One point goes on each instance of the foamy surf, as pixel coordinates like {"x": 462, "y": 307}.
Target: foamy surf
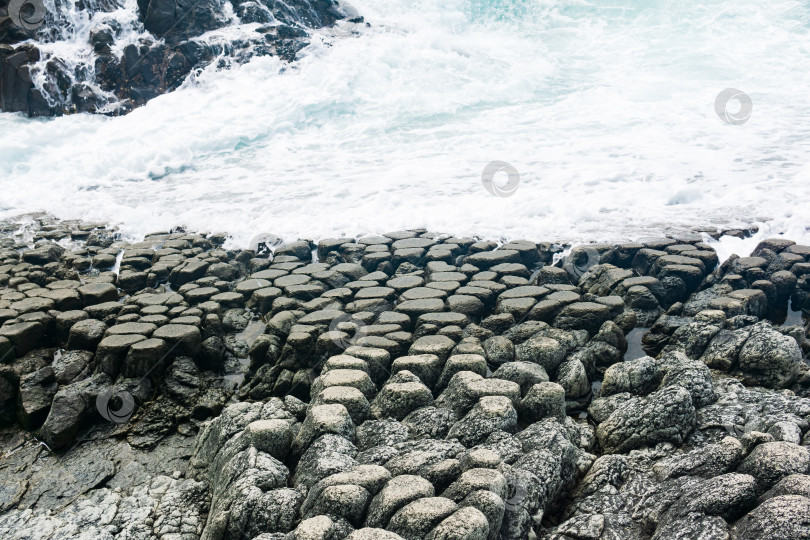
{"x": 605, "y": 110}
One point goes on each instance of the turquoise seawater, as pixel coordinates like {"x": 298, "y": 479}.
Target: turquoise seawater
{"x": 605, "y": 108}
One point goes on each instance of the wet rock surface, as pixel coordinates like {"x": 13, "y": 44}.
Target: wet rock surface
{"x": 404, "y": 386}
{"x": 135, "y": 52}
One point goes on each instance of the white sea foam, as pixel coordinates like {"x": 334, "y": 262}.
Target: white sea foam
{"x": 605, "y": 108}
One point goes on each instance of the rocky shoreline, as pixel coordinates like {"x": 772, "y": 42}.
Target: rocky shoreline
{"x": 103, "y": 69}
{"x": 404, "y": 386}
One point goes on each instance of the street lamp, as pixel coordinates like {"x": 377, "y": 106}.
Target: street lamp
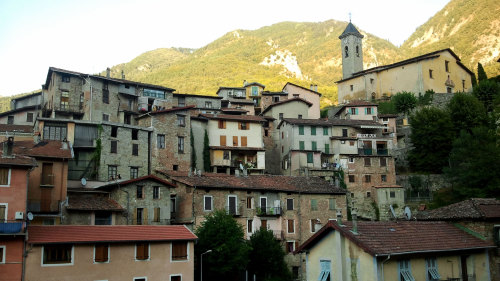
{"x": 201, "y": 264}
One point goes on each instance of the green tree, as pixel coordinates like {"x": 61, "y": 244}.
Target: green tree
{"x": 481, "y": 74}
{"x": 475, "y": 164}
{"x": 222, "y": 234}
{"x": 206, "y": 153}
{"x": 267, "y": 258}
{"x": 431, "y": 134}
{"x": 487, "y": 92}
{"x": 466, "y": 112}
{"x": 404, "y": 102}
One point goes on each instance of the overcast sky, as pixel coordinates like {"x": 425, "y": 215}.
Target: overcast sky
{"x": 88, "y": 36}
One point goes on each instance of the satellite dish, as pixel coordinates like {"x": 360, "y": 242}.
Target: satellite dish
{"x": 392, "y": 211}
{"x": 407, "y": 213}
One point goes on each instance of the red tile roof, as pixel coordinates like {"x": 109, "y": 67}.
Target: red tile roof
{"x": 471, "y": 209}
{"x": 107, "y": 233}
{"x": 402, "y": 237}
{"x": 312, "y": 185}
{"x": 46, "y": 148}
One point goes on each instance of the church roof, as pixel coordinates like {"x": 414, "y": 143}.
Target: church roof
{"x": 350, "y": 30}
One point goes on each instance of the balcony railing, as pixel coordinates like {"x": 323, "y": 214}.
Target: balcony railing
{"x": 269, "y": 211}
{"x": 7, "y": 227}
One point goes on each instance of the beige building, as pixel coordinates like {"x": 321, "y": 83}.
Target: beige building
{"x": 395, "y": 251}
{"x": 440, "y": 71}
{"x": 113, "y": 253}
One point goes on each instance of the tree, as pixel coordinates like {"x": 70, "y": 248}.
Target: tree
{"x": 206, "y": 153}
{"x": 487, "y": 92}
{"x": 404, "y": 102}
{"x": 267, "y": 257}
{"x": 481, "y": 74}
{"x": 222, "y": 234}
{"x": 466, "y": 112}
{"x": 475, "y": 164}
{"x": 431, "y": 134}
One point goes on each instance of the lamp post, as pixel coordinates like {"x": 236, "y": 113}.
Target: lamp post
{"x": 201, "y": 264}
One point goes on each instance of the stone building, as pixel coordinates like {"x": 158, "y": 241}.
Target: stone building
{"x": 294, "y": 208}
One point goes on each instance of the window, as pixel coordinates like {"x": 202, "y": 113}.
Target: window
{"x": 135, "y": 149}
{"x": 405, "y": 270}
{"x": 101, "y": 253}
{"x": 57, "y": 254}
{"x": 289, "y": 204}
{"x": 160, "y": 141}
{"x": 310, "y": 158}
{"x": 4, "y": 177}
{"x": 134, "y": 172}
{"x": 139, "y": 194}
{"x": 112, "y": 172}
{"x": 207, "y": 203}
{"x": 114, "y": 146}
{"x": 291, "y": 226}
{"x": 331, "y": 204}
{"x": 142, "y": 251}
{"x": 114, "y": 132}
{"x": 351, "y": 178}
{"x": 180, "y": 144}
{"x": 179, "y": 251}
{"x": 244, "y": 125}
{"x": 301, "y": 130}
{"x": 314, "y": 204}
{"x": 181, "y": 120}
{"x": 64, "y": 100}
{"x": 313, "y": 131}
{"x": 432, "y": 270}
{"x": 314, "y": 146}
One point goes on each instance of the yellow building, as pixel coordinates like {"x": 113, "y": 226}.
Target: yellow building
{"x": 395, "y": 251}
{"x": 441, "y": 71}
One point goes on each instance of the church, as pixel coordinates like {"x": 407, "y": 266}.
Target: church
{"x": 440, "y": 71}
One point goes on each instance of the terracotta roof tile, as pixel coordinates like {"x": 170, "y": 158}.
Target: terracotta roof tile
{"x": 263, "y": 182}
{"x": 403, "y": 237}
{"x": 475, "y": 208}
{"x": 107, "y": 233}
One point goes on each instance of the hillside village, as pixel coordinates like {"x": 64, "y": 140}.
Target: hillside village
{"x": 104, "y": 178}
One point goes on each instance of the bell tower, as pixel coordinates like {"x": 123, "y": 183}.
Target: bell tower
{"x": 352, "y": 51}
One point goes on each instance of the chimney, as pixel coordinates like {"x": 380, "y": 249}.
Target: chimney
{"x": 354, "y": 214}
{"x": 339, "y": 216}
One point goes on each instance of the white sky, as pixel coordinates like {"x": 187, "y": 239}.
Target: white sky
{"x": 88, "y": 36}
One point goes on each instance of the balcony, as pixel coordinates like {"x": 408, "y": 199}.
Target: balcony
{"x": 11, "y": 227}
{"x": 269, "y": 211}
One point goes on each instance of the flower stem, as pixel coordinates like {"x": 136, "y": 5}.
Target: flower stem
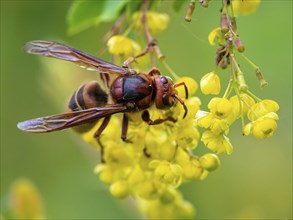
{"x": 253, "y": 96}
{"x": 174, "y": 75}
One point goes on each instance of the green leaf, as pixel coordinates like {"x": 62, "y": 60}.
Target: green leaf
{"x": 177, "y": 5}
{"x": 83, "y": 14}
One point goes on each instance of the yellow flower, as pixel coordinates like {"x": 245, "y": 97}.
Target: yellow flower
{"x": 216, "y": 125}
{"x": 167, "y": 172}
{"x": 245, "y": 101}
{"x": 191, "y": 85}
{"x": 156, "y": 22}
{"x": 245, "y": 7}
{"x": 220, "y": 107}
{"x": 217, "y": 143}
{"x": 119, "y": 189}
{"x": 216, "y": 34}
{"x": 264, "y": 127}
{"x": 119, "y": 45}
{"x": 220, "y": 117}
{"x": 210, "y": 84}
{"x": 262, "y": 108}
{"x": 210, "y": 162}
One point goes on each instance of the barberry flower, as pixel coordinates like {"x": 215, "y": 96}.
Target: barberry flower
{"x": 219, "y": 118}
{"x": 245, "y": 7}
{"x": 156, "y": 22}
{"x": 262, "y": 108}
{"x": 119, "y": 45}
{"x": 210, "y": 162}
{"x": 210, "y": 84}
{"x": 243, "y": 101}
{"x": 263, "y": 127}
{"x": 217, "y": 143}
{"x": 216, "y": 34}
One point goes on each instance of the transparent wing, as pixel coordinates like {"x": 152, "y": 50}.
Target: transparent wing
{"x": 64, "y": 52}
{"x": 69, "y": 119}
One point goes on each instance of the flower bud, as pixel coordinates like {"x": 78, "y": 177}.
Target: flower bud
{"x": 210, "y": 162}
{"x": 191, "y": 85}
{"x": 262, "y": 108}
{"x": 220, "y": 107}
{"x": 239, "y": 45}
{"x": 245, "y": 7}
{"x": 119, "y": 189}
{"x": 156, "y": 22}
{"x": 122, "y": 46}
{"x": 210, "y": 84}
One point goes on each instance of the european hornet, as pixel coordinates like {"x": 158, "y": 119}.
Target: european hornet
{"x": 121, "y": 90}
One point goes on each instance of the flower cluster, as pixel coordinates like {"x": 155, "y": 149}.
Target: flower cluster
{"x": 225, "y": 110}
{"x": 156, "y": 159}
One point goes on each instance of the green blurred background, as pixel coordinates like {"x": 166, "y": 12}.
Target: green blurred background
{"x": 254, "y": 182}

# What you need to do
Quote the listing above in full, except for the pictures.

# Final result
One point goes on each instance of the foamy surf, as pixel coordinates like {"x": 462, "y": 307}.
Target: foamy surf
{"x": 605, "y": 110}
One point goes on each instance of the turquoise seawater, as pixel coordinates like {"x": 298, "y": 479}.
Target: turquoise seawater
{"x": 605, "y": 108}
One point goes on each instance of the wet rock surface, as pixel coordinates like {"x": 13, "y": 44}.
Target: wet rock surface
{"x": 404, "y": 386}
{"x": 135, "y": 52}
One point goes on each instance of the white sea foam, as pixel coordinates like {"x": 334, "y": 262}.
Target: white sea foam
{"x": 605, "y": 108}
One point goes on each instance of the rocky shoreline, as pixel coordinates like {"x": 772, "y": 42}.
Target: rocky shoreline
{"x": 103, "y": 69}
{"x": 404, "y": 386}
One point goes on each instance of the street lamp, as pixel coordinates like {"x": 377, "y": 106}.
Target: street lamp
{"x": 201, "y": 264}
One point goes on each instance of the green tree, as pixel coordinates like {"x": 61, "y": 244}.
Target: green tree
{"x": 481, "y": 74}
{"x": 475, "y": 164}
{"x": 222, "y": 234}
{"x": 206, "y": 153}
{"x": 267, "y": 258}
{"x": 431, "y": 134}
{"x": 487, "y": 92}
{"x": 466, "y": 112}
{"x": 404, "y": 102}
One point goes on each instance of the overcast sky, as pixel coordinates like {"x": 425, "y": 215}.
Target: overcast sky
{"x": 88, "y": 36}
One point goes on each instance of the satellite dish, as pixel coordinates like {"x": 360, "y": 242}.
Target: satellite dish
{"x": 392, "y": 211}
{"x": 407, "y": 213}
One point goes on each instance of the red tile roof, as pixel coordinates like {"x": 109, "y": 67}.
Target: red tile roof
{"x": 471, "y": 209}
{"x": 107, "y": 233}
{"x": 402, "y": 237}
{"x": 312, "y": 185}
{"x": 46, "y": 148}
One point goes on each instance of the church roof, as pixel coordinates like {"x": 414, "y": 143}.
Target: church roof
{"x": 350, "y": 30}
One point goes on each instance of the balcony railing, as pixel coordinates like {"x": 323, "y": 214}.
Target: balcony railing
{"x": 269, "y": 211}
{"x": 7, "y": 227}
One point goes on each instance of the beige building, as pixel coordinates like {"x": 321, "y": 83}.
Target: beige building
{"x": 395, "y": 251}
{"x": 440, "y": 71}
{"x": 113, "y": 253}
One point goes on each instance of the tree, as pixel coordinates like {"x": 70, "y": 248}.
Target: tree
{"x": 206, "y": 153}
{"x": 487, "y": 92}
{"x": 404, "y": 102}
{"x": 267, "y": 257}
{"x": 481, "y": 74}
{"x": 222, "y": 234}
{"x": 466, "y": 112}
{"x": 475, "y": 164}
{"x": 431, "y": 134}
One point goes on each instance of the lamp post, as pixel coordinates like {"x": 236, "y": 113}.
Target: lamp post
{"x": 201, "y": 264}
One point goes on each instance of the stone building, as pixel coordinates like {"x": 158, "y": 241}.
Target: stone building
{"x": 294, "y": 208}
One point goes on each instance of the window, as pixel coordinates like {"x": 202, "y": 113}.
Target: window
{"x": 135, "y": 149}
{"x": 405, "y": 270}
{"x": 101, "y": 253}
{"x": 57, "y": 254}
{"x": 289, "y": 204}
{"x": 160, "y": 141}
{"x": 310, "y": 158}
{"x": 4, "y": 177}
{"x": 134, "y": 172}
{"x": 139, "y": 194}
{"x": 112, "y": 172}
{"x": 207, "y": 203}
{"x": 114, "y": 146}
{"x": 291, "y": 226}
{"x": 331, "y": 204}
{"x": 142, "y": 251}
{"x": 114, "y": 132}
{"x": 351, "y": 178}
{"x": 180, "y": 144}
{"x": 179, "y": 251}
{"x": 244, "y": 125}
{"x": 301, "y": 130}
{"x": 314, "y": 204}
{"x": 181, "y": 120}
{"x": 64, "y": 100}
{"x": 313, "y": 131}
{"x": 432, "y": 270}
{"x": 314, "y": 146}
One point goes on each instance of the yellow building, as pixel coordinates like {"x": 113, "y": 226}.
Target: yellow building
{"x": 395, "y": 251}
{"x": 441, "y": 71}
One point goes on each instance of the church, as pixel coordinates like {"x": 407, "y": 266}.
Target: church
{"x": 440, "y": 71}
One point goes on each instance of the terracotta roof tile, as pixel coordinates like {"x": 170, "y": 158}.
Target: terracotta roof tile
{"x": 263, "y": 182}
{"x": 403, "y": 237}
{"x": 475, "y": 208}
{"x": 107, "y": 233}
One point goes on each instance of the hillside village, as pixel coordinates like {"x": 64, "y": 140}.
Target: hillside village
{"x": 104, "y": 178}
One point goes on each instance of the bell tower, as pixel coordinates like {"x": 123, "y": 183}.
Target: bell tower
{"x": 352, "y": 51}
One point goes on each instance of the chimney, as pixel coordinates like {"x": 380, "y": 249}.
Target: chimney
{"x": 354, "y": 214}
{"x": 339, "y": 216}
One point goes on each instance of the white sky, as pixel coordinates like {"x": 187, "y": 239}.
Target: white sky
{"x": 88, "y": 36}
One point goes on each instance of the balcony, as pixel coordinates like {"x": 408, "y": 199}.
Target: balcony
{"x": 11, "y": 227}
{"x": 269, "y": 211}
One point goes on each instance of the flower stem, as pixel coordinates like {"x": 136, "y": 5}.
Target: flower stem
{"x": 253, "y": 96}
{"x": 174, "y": 75}
One point goes on each instance of the green leaf, as pixel coordinates like {"x": 62, "y": 60}.
Target: green leaf
{"x": 177, "y": 5}
{"x": 83, "y": 14}
One point goes on each instance of the yellow flower, as pixel coordinates like {"x": 245, "y": 97}.
Target: yellow flower
{"x": 216, "y": 125}
{"x": 167, "y": 172}
{"x": 245, "y": 101}
{"x": 191, "y": 85}
{"x": 156, "y": 22}
{"x": 245, "y": 7}
{"x": 220, "y": 107}
{"x": 217, "y": 143}
{"x": 119, "y": 189}
{"x": 216, "y": 34}
{"x": 264, "y": 127}
{"x": 119, "y": 45}
{"x": 220, "y": 117}
{"x": 210, "y": 84}
{"x": 262, "y": 108}
{"x": 210, "y": 162}
One point goes on each instance of the barberry flower, as pixel coordinates like {"x": 215, "y": 96}.
Target: barberry flower
{"x": 219, "y": 118}
{"x": 245, "y": 7}
{"x": 156, "y": 22}
{"x": 262, "y": 108}
{"x": 119, "y": 45}
{"x": 210, "y": 162}
{"x": 210, "y": 84}
{"x": 243, "y": 101}
{"x": 263, "y": 127}
{"x": 217, "y": 143}
{"x": 216, "y": 34}
One point goes on each instance of the transparent wing, as pixel coordinates like {"x": 152, "y": 50}.
Target: transparent wing
{"x": 64, "y": 52}
{"x": 69, "y": 119}
One point goes on each instance of the flower bud, as pixel coordinates like {"x": 78, "y": 177}.
Target: flower bud
{"x": 210, "y": 162}
{"x": 191, "y": 85}
{"x": 262, "y": 108}
{"x": 220, "y": 107}
{"x": 239, "y": 45}
{"x": 245, "y": 7}
{"x": 119, "y": 189}
{"x": 156, "y": 22}
{"x": 122, "y": 46}
{"x": 210, "y": 84}
One point goes on each instance of the european hornet, as pixel coordinates like {"x": 158, "y": 119}.
Target: european hornet
{"x": 121, "y": 90}
One point goes on each instance of the flower cluster, as pixel coordinates like {"x": 155, "y": 149}.
Target: flower cluster
{"x": 225, "y": 110}
{"x": 156, "y": 159}
One point goes on each instance of the green blurred background, as pixel coordinates like {"x": 166, "y": 12}.
Target: green blurred background
{"x": 254, "y": 182}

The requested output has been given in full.